-- START OF DATA SUPPLIED --
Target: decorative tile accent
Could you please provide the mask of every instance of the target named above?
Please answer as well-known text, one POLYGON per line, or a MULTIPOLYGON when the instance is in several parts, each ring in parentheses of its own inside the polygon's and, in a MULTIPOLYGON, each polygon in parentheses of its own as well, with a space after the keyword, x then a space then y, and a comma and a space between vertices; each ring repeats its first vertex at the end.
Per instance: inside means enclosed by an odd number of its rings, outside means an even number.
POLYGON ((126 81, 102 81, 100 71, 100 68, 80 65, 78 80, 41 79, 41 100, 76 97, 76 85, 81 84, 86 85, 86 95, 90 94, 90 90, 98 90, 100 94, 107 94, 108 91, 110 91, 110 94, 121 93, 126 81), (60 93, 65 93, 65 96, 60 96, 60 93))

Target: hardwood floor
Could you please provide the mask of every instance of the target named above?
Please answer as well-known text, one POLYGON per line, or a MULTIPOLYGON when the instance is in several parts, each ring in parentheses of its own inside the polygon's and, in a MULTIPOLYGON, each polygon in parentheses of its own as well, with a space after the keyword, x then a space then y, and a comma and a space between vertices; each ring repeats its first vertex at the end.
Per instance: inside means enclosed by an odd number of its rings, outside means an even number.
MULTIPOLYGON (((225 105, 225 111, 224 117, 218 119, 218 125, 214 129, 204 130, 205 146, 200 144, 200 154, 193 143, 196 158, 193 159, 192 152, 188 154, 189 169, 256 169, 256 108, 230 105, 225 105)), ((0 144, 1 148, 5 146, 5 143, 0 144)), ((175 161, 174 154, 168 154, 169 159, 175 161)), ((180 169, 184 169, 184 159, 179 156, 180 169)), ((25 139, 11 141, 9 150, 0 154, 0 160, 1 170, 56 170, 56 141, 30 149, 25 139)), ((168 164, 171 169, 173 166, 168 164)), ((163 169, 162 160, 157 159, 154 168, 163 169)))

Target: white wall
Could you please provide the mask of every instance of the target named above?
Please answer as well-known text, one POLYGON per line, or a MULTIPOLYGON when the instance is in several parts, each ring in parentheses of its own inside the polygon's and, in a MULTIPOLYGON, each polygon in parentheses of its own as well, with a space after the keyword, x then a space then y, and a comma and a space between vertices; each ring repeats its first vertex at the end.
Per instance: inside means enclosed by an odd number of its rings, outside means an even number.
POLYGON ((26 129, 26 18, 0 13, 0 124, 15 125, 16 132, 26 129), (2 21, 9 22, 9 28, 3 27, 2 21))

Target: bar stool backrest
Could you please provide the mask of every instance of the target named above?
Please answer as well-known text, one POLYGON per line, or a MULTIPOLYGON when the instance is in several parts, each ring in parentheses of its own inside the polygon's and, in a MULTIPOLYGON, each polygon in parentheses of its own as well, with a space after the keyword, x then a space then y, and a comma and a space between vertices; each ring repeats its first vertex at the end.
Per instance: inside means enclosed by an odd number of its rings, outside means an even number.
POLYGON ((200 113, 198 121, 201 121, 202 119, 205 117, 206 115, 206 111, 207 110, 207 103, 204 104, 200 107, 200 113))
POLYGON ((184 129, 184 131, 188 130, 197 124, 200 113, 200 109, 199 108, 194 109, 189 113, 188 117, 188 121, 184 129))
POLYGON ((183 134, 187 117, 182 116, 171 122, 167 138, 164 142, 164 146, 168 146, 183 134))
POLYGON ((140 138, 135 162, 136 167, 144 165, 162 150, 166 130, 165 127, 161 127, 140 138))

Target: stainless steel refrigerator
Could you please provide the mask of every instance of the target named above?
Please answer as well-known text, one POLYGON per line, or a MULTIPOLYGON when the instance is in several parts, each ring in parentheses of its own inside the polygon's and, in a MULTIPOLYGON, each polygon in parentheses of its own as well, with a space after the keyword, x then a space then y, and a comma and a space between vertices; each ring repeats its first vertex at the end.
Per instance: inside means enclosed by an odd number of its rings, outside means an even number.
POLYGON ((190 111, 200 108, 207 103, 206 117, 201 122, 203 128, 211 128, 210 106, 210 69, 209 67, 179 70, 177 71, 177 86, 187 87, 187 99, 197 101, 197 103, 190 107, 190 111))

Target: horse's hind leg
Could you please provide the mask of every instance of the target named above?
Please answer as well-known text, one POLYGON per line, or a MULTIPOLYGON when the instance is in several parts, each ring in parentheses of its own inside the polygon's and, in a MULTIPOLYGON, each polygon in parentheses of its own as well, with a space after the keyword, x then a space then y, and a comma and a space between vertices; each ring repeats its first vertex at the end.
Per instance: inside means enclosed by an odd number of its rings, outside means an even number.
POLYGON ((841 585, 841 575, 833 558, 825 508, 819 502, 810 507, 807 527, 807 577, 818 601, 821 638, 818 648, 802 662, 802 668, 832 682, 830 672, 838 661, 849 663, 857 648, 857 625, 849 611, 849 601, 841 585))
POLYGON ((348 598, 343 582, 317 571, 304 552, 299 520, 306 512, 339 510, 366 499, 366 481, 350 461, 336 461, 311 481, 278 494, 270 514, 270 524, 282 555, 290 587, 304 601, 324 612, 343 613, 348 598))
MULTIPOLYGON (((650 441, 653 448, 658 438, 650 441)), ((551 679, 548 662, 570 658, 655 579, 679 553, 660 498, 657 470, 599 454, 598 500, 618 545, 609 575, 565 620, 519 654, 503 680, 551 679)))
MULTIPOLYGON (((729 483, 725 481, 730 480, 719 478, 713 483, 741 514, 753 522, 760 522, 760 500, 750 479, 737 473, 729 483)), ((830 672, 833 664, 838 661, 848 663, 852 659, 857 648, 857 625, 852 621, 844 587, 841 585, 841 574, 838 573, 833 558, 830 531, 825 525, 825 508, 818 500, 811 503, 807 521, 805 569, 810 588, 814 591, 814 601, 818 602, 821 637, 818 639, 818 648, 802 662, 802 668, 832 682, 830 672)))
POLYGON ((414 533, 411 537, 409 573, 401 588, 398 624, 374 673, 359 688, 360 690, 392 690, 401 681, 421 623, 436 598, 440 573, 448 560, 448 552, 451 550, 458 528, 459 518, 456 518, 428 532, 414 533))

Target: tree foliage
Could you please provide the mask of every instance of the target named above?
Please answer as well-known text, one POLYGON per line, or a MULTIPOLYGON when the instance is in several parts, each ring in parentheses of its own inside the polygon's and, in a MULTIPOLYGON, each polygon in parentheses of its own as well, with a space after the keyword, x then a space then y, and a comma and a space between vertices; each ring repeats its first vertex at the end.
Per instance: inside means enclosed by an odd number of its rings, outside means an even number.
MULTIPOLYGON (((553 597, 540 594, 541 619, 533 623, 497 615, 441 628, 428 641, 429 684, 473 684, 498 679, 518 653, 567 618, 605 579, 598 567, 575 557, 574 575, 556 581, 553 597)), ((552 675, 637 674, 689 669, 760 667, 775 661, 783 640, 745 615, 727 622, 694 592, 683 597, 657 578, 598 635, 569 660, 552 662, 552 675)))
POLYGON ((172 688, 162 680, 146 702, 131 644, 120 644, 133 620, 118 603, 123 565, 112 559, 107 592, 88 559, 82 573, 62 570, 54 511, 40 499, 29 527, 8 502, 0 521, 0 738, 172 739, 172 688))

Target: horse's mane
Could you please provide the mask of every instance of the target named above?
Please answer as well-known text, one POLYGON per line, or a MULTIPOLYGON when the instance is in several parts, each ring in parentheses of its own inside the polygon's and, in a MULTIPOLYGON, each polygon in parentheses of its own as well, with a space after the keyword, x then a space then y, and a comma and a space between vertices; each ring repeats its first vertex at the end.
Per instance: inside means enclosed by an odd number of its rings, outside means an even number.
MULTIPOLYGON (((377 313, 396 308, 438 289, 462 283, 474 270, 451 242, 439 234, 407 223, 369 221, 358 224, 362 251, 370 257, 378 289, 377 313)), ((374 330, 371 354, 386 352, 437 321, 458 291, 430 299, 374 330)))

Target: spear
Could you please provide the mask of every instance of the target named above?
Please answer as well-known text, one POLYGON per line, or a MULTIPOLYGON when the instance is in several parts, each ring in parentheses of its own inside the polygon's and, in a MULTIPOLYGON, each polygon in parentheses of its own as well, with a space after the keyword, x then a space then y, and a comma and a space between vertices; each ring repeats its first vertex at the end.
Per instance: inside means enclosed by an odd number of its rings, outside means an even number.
-- END OF DATA SUPPLIED --
WHAT THE TASK ASKS:
Copy out, unchanged, the lines of the data above that run from the line containing "Target: spear" to the end of the data, both ends included.

FINAL RESULT:
Target: spear
Could you please provide the mask of every instance of the target named above?
Please answer as well-known text, one POLYGON per line, or a MULTIPOLYGON when the instance is in several parts, each ring in parentheses of its own inside the polygon's and, in a MULTIPOLYGON, each polygon in parentheses of its own as well, with a space after the keyword, x then a space then y, and a comma and a space between vertices; each ring repeats its first vertex at the end.
Per instance: inside means enclosed by an odd number of its rings, outside means an even number.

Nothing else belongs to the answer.